EXERCISE DETAILS: Quote the records in full and leave their pictures out.

DATA SUPPLIED:
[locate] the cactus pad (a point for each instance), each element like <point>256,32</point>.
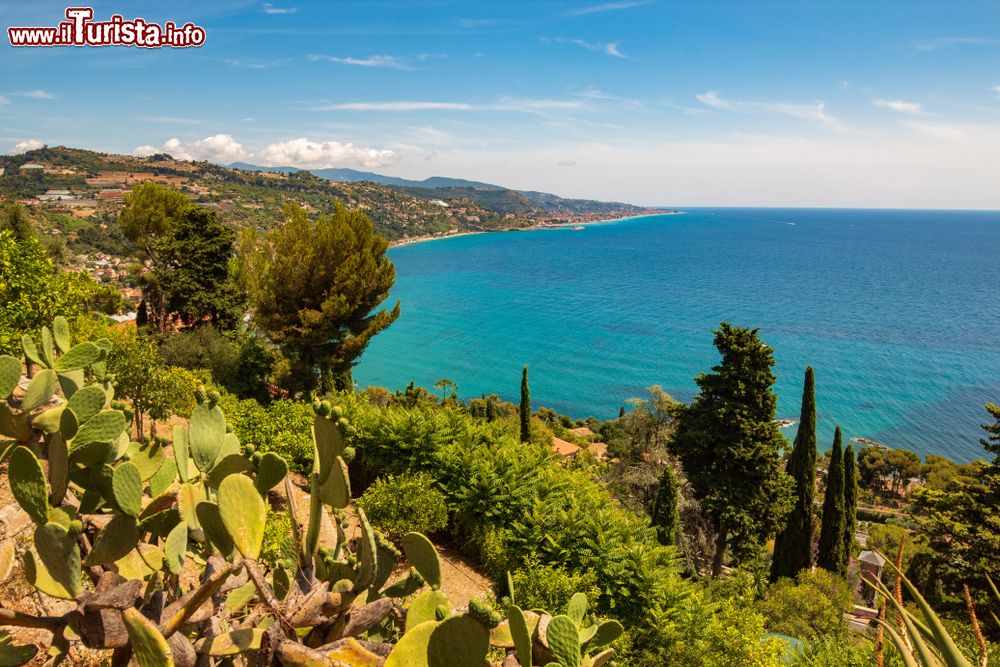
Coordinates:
<point>188,498</point>
<point>7,553</point>
<point>271,469</point>
<point>27,483</point>
<point>120,536</point>
<point>577,607</point>
<point>126,484</point>
<point>607,632</point>
<point>428,606</point>
<point>243,514</point>
<point>176,548</point>
<point>206,431</point>
<point>149,646</point>
<point>423,556</point>
<point>87,402</point>
<point>215,530</point>
<point>235,642</point>
<point>521,635</point>
<point>411,649</point>
<point>60,554</point>
<point>564,640</point>
<point>12,655</point>
<point>103,427</point>
<point>10,374</point>
<point>39,390</point>
<point>181,455</point>
<point>460,641</point>
<point>336,490</point>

FULL SOLUTION:
[locate] the cactus pad (a point for each instance), each element like <point>256,32</point>.
Coordinates:
<point>188,498</point>
<point>7,553</point>
<point>271,469</point>
<point>27,483</point>
<point>120,536</point>
<point>577,607</point>
<point>126,484</point>
<point>607,632</point>
<point>428,606</point>
<point>243,514</point>
<point>176,548</point>
<point>206,431</point>
<point>149,646</point>
<point>423,556</point>
<point>87,402</point>
<point>215,530</point>
<point>235,642</point>
<point>521,635</point>
<point>411,649</point>
<point>60,554</point>
<point>564,640</point>
<point>12,655</point>
<point>103,427</point>
<point>10,374</point>
<point>39,390</point>
<point>181,455</point>
<point>460,641</point>
<point>336,490</point>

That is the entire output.